### What needs to be done
Nothing but the lines from the one with "Target: tall palm trunk" through the end of the records may appear in the answer, each reproduced exactly, pictures omitted.

Referring expression data
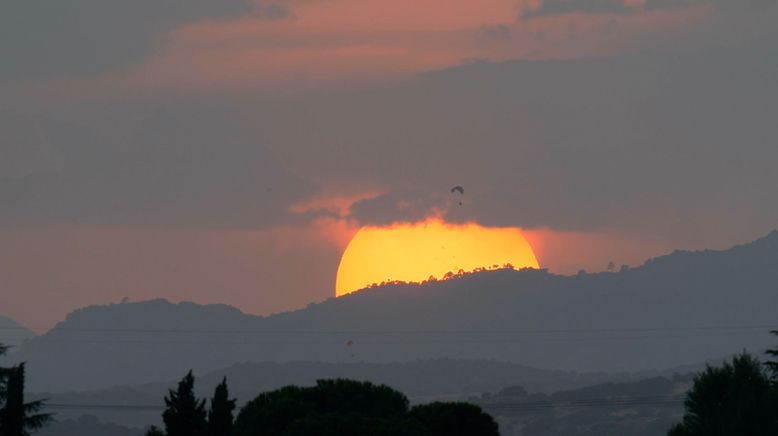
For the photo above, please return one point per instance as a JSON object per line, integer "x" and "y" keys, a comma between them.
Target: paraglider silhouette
{"x": 460, "y": 190}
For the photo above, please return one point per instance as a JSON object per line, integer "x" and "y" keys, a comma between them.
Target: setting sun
{"x": 418, "y": 252}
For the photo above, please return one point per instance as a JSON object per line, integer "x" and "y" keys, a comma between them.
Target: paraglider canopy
{"x": 460, "y": 190}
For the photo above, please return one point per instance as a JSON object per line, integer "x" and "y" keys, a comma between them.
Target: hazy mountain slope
{"x": 13, "y": 333}
{"x": 647, "y": 407}
{"x": 674, "y": 310}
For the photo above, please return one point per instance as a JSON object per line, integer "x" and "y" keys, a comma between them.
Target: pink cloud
{"x": 347, "y": 41}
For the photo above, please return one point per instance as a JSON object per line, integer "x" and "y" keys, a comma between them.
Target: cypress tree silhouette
{"x": 184, "y": 415}
{"x": 3, "y": 374}
{"x": 18, "y": 418}
{"x": 773, "y": 365}
{"x": 220, "y": 418}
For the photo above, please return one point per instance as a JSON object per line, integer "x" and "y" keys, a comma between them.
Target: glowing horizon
{"x": 418, "y": 252}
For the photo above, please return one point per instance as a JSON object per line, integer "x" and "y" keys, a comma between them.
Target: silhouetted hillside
{"x": 677, "y": 309}
{"x": 12, "y": 333}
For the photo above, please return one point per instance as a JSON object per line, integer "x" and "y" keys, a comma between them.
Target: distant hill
{"x": 13, "y": 333}
{"x": 677, "y": 309}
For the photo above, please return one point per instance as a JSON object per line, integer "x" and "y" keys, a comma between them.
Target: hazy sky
{"x": 226, "y": 151}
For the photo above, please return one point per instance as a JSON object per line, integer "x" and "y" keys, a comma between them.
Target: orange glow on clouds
{"x": 431, "y": 249}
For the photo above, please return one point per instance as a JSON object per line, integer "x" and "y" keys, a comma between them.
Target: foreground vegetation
{"x": 331, "y": 407}
{"x": 737, "y": 398}
{"x": 18, "y": 418}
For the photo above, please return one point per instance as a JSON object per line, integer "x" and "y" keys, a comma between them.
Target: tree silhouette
{"x": 734, "y": 399}
{"x": 3, "y": 373}
{"x": 220, "y": 418}
{"x": 350, "y": 408}
{"x": 154, "y": 431}
{"x": 18, "y": 418}
{"x": 184, "y": 414}
{"x": 773, "y": 365}
{"x": 454, "y": 419}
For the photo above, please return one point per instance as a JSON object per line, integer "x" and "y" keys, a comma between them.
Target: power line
{"x": 497, "y": 407}
{"x": 413, "y": 331}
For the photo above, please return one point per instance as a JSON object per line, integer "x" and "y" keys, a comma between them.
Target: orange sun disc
{"x": 417, "y": 252}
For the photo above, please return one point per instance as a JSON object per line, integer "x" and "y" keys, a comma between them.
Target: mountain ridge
{"x": 673, "y": 310}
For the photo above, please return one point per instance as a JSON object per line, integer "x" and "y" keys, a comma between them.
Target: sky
{"x": 226, "y": 152}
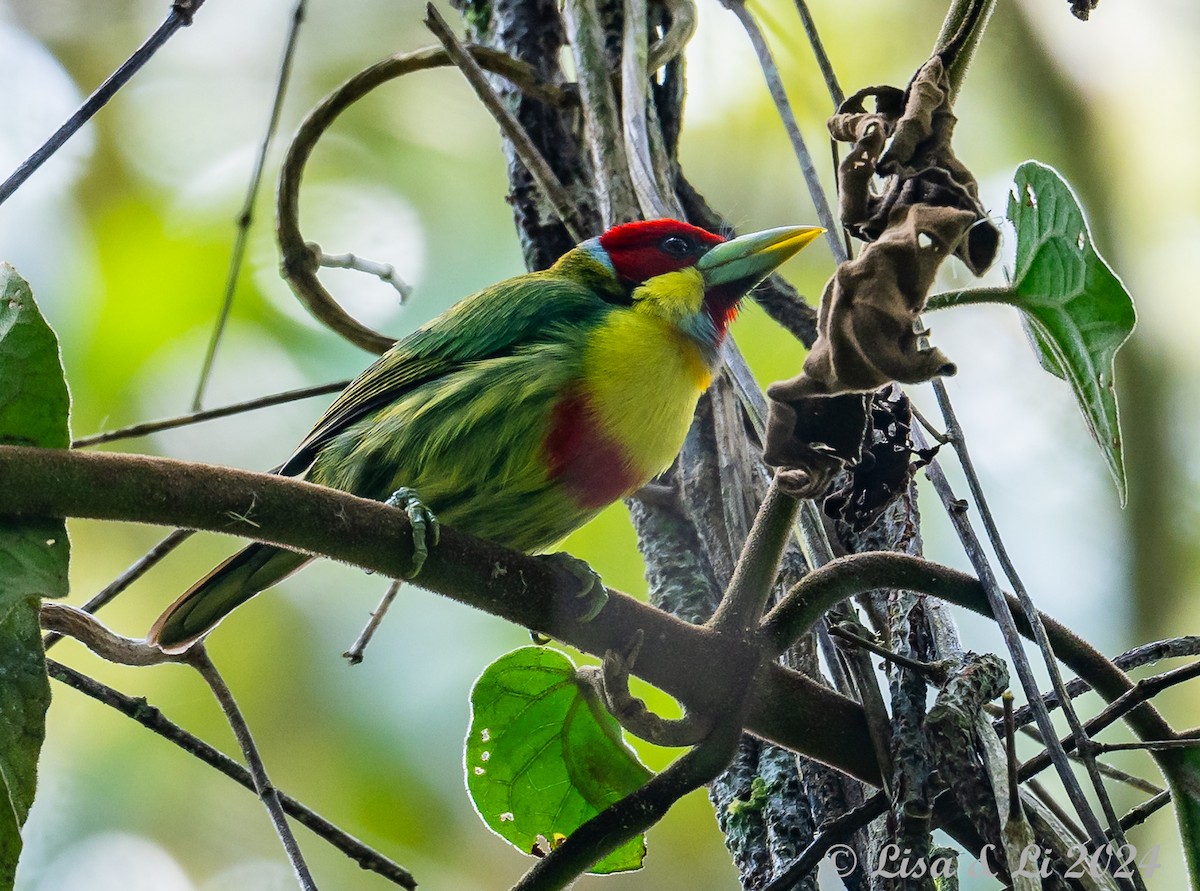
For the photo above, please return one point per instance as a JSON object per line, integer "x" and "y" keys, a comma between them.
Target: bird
{"x": 526, "y": 408}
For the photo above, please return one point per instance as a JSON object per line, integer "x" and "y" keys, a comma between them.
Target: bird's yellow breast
{"x": 642, "y": 376}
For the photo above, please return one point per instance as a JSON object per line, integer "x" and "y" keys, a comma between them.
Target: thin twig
{"x": 139, "y": 568}
{"x": 1141, "y": 813}
{"x": 89, "y": 631}
{"x": 1032, "y": 692}
{"x": 601, "y": 119}
{"x": 268, "y": 794}
{"x": 929, "y": 670}
{"x": 1149, "y": 746}
{"x": 354, "y": 655}
{"x": 180, "y": 16}
{"x": 827, "y": 72}
{"x": 779, "y": 95}
{"x": 741, "y": 609}
{"x": 1140, "y": 693}
{"x": 299, "y": 258}
{"x": 154, "y": 426}
{"x": 635, "y": 127}
{"x": 1014, "y": 797}
{"x": 383, "y": 271}
{"x": 547, "y": 180}
{"x": 149, "y": 717}
{"x": 1108, "y": 770}
{"x": 247, "y": 209}
{"x": 834, "y": 831}
{"x": 1139, "y": 656}
{"x": 1007, "y": 626}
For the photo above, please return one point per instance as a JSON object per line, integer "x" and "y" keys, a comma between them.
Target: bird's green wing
{"x": 490, "y": 323}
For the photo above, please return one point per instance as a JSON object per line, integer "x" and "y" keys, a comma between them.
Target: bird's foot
{"x": 426, "y": 528}
{"x": 592, "y": 591}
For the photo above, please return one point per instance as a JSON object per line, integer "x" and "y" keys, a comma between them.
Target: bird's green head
{"x": 688, "y": 275}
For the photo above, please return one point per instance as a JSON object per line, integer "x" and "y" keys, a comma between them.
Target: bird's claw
{"x": 592, "y": 590}
{"x": 426, "y": 528}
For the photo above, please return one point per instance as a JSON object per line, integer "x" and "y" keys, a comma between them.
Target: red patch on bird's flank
{"x": 636, "y": 249}
{"x": 589, "y": 465}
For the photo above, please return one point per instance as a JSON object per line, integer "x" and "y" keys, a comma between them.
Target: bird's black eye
{"x": 677, "y": 246}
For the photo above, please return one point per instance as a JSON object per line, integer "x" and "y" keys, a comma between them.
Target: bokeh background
{"x": 125, "y": 237}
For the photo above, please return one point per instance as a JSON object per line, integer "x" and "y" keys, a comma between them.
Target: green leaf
{"x": 543, "y": 758}
{"x": 1183, "y": 778}
{"x": 33, "y": 556}
{"x": 1077, "y": 310}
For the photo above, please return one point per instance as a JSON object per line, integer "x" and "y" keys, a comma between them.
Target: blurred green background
{"x": 125, "y": 237}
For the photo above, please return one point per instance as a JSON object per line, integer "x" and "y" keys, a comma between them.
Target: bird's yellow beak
{"x": 748, "y": 259}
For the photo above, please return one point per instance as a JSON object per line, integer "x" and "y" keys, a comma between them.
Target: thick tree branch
{"x": 687, "y": 662}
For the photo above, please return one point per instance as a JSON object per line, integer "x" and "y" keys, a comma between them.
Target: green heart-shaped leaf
{"x": 33, "y": 555}
{"x": 1077, "y": 310}
{"x": 543, "y": 758}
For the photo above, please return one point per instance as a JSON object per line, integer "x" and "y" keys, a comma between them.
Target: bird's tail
{"x": 229, "y": 585}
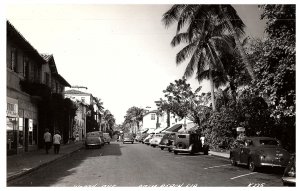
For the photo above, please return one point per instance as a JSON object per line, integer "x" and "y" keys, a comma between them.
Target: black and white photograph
{"x": 148, "y": 94}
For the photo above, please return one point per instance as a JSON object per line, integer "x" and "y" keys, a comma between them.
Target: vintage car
{"x": 147, "y": 139}
{"x": 167, "y": 141}
{"x": 156, "y": 139}
{"x": 189, "y": 143}
{"x": 128, "y": 137}
{"x": 258, "y": 152}
{"x": 289, "y": 175}
{"x": 107, "y": 138}
{"x": 94, "y": 139}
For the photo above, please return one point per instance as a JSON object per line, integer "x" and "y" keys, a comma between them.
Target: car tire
{"x": 251, "y": 165}
{"x": 181, "y": 145}
{"x": 232, "y": 161}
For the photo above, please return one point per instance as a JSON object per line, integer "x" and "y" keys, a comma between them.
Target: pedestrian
{"x": 47, "y": 139}
{"x": 56, "y": 142}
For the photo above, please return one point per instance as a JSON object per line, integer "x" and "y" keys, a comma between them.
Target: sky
{"x": 120, "y": 52}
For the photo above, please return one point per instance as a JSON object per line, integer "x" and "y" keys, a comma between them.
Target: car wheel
{"x": 232, "y": 161}
{"x": 251, "y": 165}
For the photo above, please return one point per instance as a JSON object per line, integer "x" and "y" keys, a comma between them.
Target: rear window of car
{"x": 93, "y": 134}
{"x": 269, "y": 142}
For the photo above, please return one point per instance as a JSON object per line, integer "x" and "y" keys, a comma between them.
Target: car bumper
{"x": 289, "y": 180}
{"x": 182, "y": 150}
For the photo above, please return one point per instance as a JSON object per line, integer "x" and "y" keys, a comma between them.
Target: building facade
{"x": 29, "y": 78}
{"x": 23, "y": 63}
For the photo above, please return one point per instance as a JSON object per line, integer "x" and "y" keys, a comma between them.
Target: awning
{"x": 151, "y": 131}
{"x": 189, "y": 127}
{"x": 145, "y": 131}
{"x": 174, "y": 128}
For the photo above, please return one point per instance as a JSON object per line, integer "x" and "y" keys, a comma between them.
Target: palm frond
{"x": 172, "y": 15}
{"x": 180, "y": 38}
{"x": 186, "y": 52}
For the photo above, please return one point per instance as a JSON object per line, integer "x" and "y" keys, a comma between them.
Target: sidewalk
{"x": 21, "y": 164}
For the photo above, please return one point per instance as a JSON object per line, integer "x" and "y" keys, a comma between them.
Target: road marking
{"x": 243, "y": 175}
{"x": 217, "y": 166}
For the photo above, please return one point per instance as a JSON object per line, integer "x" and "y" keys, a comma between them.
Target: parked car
{"x": 128, "y": 137}
{"x": 144, "y": 136}
{"x": 289, "y": 175}
{"x": 93, "y": 139}
{"x": 167, "y": 141}
{"x": 156, "y": 139}
{"x": 107, "y": 138}
{"x": 256, "y": 152}
{"x": 189, "y": 143}
{"x": 147, "y": 139}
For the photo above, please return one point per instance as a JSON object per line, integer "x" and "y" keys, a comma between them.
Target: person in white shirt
{"x": 47, "y": 139}
{"x": 56, "y": 142}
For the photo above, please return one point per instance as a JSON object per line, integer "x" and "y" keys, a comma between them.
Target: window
{"x": 153, "y": 116}
{"x": 13, "y": 59}
{"x": 25, "y": 67}
{"x": 47, "y": 79}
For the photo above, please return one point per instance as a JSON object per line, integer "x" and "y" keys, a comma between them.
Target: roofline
{"x": 13, "y": 34}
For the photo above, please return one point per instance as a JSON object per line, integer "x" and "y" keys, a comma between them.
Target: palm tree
{"x": 195, "y": 15}
{"x": 205, "y": 41}
{"x": 135, "y": 115}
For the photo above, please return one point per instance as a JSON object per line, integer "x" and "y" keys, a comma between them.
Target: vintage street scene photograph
{"x": 150, "y": 95}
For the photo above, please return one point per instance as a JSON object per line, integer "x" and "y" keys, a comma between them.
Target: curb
{"x": 22, "y": 173}
{"x": 218, "y": 155}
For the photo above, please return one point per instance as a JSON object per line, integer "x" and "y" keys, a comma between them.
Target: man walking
{"x": 56, "y": 142}
{"x": 47, "y": 139}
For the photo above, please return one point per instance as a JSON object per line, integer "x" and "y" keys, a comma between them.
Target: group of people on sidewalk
{"x": 48, "y": 141}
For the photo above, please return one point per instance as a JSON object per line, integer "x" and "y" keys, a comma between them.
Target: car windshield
{"x": 270, "y": 142}
{"x": 93, "y": 134}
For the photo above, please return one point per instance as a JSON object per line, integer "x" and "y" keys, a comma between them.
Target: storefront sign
{"x": 12, "y": 107}
{"x": 30, "y": 125}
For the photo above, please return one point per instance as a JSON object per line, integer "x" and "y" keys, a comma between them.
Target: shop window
{"x": 30, "y": 132}
{"x": 26, "y": 67}
{"x": 152, "y": 116}
{"x": 13, "y": 59}
{"x": 21, "y": 132}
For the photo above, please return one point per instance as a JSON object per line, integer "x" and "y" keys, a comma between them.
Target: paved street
{"x": 137, "y": 164}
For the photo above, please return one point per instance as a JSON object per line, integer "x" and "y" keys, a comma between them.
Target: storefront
{"x": 12, "y": 126}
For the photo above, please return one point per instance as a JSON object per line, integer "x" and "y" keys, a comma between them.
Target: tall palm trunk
{"x": 239, "y": 45}
{"x": 212, "y": 89}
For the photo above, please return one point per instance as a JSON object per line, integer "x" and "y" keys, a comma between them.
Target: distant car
{"x": 93, "y": 139}
{"x": 144, "y": 136}
{"x": 107, "y": 138}
{"x": 256, "y": 152}
{"x": 289, "y": 175}
{"x": 147, "y": 139}
{"x": 189, "y": 143}
{"x": 128, "y": 137}
{"x": 156, "y": 139}
{"x": 167, "y": 141}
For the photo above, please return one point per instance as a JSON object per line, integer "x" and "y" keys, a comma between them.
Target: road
{"x": 137, "y": 164}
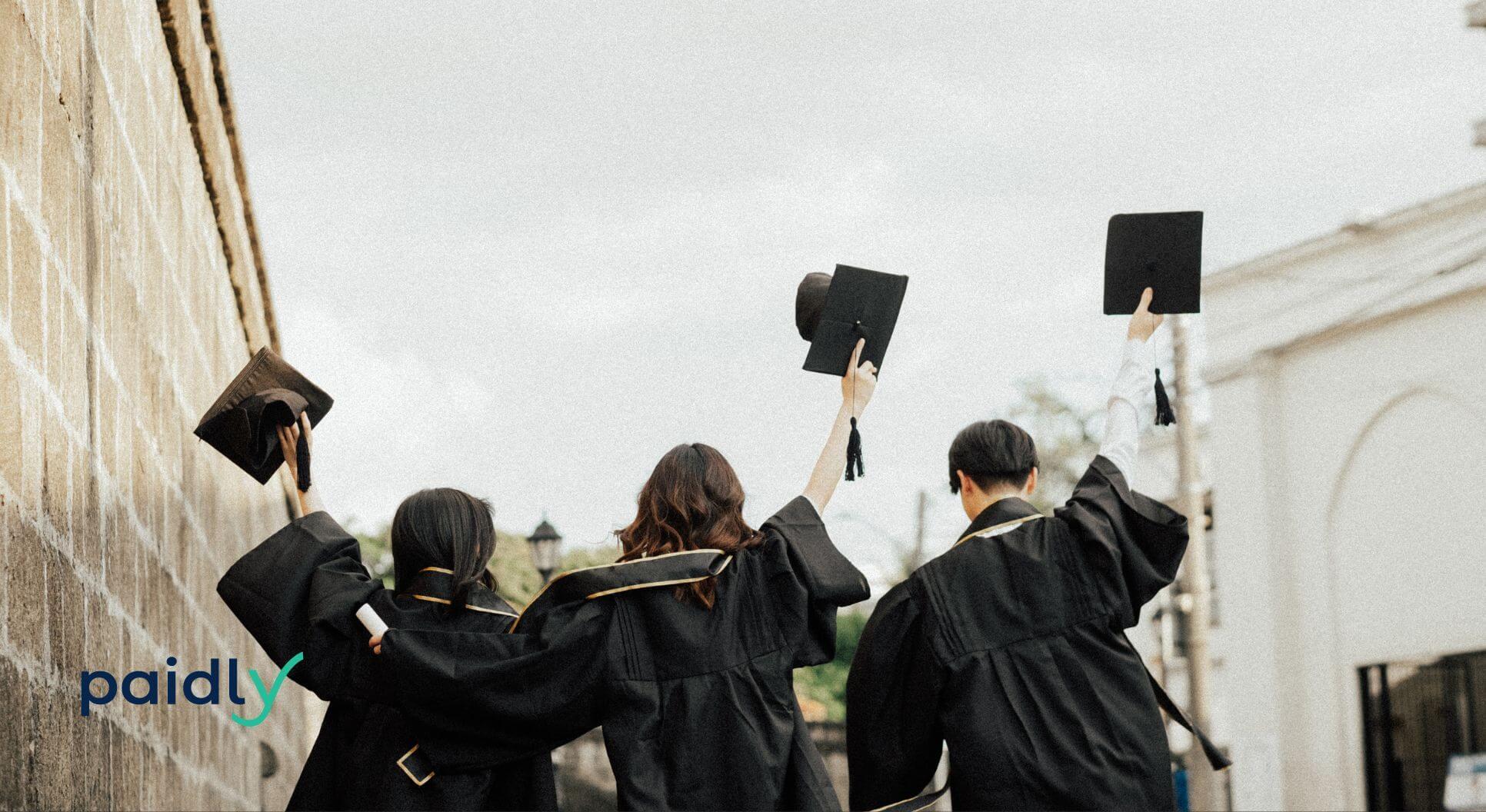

### Written response
Target: tall palm trunk
{"x": 239, "y": 45}
{"x": 212, "y": 89}
For the photo above, please return one point per instance as a JSON object per line, integer "x" and "y" keys, a comma between them.
Target: distant car
{"x": 93, "y": 139}
{"x": 144, "y": 136}
{"x": 107, "y": 138}
{"x": 256, "y": 152}
{"x": 289, "y": 175}
{"x": 147, "y": 139}
{"x": 189, "y": 143}
{"x": 128, "y": 137}
{"x": 156, "y": 139}
{"x": 167, "y": 141}
For the photo above, please return one point per instance as a JSON object per line, integer "x" and "y" keys, a comma between them.
Target: road
{"x": 137, "y": 164}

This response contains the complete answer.